__Exercise__.
Exactly those lines from the one with "of the glossy" through the end of the listing below must be returned, and nothing else.

___ Material for this exercise ___

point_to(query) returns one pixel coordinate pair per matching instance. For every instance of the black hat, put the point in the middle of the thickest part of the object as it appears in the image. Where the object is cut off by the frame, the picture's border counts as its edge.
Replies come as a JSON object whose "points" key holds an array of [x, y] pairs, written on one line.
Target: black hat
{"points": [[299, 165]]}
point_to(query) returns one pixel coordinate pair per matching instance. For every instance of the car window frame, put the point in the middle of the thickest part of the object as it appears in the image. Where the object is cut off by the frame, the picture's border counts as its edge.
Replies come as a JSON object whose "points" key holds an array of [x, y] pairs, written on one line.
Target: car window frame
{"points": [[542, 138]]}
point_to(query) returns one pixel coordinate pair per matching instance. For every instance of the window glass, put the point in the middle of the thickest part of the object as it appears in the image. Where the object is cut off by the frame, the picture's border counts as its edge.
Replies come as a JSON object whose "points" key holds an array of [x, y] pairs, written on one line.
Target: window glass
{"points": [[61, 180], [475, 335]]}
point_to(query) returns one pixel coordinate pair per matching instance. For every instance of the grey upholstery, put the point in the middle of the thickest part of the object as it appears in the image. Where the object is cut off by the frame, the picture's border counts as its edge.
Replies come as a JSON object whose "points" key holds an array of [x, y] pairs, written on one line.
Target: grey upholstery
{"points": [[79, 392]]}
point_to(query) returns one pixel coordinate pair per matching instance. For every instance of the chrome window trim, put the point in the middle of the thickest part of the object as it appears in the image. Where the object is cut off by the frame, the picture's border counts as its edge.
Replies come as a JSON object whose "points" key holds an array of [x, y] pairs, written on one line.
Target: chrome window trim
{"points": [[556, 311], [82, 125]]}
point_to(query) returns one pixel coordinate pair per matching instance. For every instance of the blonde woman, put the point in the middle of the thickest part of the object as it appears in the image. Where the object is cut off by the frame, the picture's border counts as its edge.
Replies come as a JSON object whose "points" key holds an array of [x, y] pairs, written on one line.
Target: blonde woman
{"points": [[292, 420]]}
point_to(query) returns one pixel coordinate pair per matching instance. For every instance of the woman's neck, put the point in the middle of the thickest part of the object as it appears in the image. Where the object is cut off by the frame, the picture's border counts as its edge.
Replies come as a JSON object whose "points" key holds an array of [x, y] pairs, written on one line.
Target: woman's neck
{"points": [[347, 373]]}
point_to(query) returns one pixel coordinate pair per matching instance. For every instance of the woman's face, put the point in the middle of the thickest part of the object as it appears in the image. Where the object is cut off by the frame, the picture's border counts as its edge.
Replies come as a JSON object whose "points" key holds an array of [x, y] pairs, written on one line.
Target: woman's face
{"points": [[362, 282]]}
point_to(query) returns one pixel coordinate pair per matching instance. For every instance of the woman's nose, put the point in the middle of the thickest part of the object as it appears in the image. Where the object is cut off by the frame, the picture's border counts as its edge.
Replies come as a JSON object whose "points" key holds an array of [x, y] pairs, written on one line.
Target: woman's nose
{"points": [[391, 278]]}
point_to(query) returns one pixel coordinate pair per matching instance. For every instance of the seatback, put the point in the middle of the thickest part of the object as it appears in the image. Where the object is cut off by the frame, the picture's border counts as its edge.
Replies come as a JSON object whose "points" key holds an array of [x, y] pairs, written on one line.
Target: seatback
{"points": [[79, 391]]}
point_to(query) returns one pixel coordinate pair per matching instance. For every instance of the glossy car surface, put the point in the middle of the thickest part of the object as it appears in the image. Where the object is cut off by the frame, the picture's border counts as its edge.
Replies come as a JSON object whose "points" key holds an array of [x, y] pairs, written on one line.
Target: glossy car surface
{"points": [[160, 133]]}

___

__Exercise response__.
point_to(query) returns one pixel coordinate pair per matching instance. For every instance of the glossy car surface, put the point in the middle of the thickest part of the object as it appears in the image. Where the object is cut off by the frame, the picture's border counts as its edge.
Replies come as a JSON object whose "points" key holds an array of [x, y] pairs, written on one line.
Target: glossy car surface
{"points": [[160, 133]]}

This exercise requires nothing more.